**What you have to do:**
Identify each line in the records below that contains the string "wall" and copy those lines. Case counts when matching.

__________________________________________________

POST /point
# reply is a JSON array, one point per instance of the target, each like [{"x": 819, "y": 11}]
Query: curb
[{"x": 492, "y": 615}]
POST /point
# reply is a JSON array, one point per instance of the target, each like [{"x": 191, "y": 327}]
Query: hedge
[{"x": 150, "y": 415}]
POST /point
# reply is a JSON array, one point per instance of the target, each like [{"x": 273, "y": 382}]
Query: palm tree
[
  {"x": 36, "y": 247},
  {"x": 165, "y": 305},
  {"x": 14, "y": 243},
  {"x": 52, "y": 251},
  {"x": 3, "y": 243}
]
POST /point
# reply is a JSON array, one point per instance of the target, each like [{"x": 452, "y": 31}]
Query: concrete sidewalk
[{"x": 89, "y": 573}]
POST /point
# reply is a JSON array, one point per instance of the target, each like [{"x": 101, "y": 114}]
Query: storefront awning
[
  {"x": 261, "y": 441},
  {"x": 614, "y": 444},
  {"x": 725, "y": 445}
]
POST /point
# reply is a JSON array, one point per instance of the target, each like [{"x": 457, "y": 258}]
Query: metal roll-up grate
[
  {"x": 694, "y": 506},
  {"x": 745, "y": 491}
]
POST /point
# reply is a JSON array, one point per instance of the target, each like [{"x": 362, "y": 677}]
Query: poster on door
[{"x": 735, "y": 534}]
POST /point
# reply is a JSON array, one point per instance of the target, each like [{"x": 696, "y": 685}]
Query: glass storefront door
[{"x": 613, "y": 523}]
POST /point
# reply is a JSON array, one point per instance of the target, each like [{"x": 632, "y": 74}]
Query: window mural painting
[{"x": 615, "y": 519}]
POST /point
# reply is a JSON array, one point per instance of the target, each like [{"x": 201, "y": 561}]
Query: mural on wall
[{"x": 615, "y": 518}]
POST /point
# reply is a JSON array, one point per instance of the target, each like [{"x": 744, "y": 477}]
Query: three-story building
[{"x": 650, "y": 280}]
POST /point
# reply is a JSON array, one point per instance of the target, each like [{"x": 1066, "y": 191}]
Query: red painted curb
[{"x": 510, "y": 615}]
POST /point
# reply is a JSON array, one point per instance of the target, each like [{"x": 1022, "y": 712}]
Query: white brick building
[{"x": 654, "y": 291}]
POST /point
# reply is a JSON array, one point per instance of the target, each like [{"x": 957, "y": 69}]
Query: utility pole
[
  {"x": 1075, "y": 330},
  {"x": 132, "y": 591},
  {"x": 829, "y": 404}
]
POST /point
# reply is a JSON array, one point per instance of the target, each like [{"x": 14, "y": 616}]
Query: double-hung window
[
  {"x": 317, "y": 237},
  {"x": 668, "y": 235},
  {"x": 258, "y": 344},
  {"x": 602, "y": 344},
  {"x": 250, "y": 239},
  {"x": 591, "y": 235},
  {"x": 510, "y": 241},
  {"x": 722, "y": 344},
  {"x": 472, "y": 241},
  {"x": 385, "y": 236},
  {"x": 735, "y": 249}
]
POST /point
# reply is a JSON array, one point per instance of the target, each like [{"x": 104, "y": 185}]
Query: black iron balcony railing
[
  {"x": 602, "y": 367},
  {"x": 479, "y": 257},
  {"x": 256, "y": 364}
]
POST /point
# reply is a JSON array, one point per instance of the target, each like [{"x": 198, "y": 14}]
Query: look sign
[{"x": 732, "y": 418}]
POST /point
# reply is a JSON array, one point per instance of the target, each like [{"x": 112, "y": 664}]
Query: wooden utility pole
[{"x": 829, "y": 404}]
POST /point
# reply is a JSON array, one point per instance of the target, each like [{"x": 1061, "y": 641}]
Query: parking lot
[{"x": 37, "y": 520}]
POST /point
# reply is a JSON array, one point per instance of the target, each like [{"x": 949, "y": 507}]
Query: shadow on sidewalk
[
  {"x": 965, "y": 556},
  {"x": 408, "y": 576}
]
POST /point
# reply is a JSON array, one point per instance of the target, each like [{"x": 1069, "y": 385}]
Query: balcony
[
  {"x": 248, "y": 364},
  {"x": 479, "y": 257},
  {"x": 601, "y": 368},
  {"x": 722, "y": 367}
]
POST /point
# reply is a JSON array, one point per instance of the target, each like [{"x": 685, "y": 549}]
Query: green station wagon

__________________________________________________

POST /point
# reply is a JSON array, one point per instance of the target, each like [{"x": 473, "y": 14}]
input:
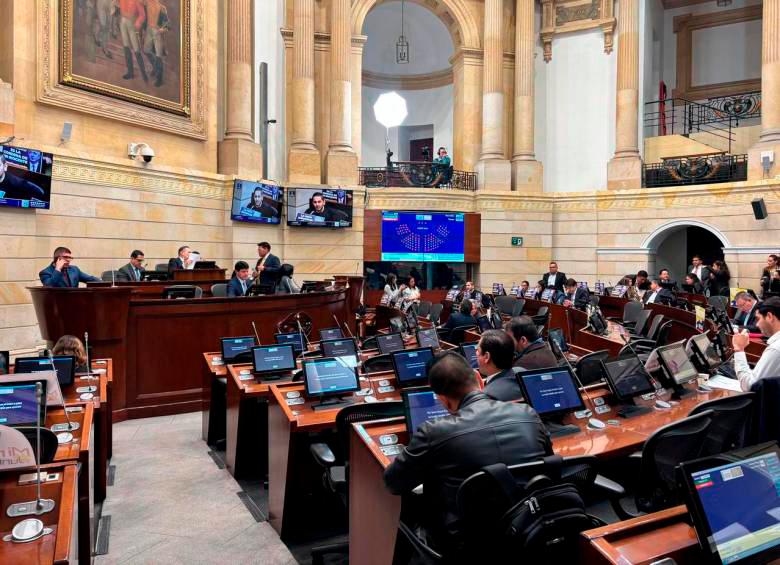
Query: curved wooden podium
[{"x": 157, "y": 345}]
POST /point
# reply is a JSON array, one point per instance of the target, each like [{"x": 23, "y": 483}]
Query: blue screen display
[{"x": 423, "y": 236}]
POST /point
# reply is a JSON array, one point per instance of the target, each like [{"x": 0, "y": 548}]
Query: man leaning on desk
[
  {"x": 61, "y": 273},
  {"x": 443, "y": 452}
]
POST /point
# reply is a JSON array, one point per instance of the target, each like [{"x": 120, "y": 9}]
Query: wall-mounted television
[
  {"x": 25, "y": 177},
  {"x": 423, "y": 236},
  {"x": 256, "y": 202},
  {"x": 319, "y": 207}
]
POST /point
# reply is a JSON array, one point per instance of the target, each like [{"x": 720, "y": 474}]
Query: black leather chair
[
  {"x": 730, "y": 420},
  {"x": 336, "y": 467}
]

__________________________________________________

**Result of the exercise:**
Query: mural on wall
Query: wall-mounted television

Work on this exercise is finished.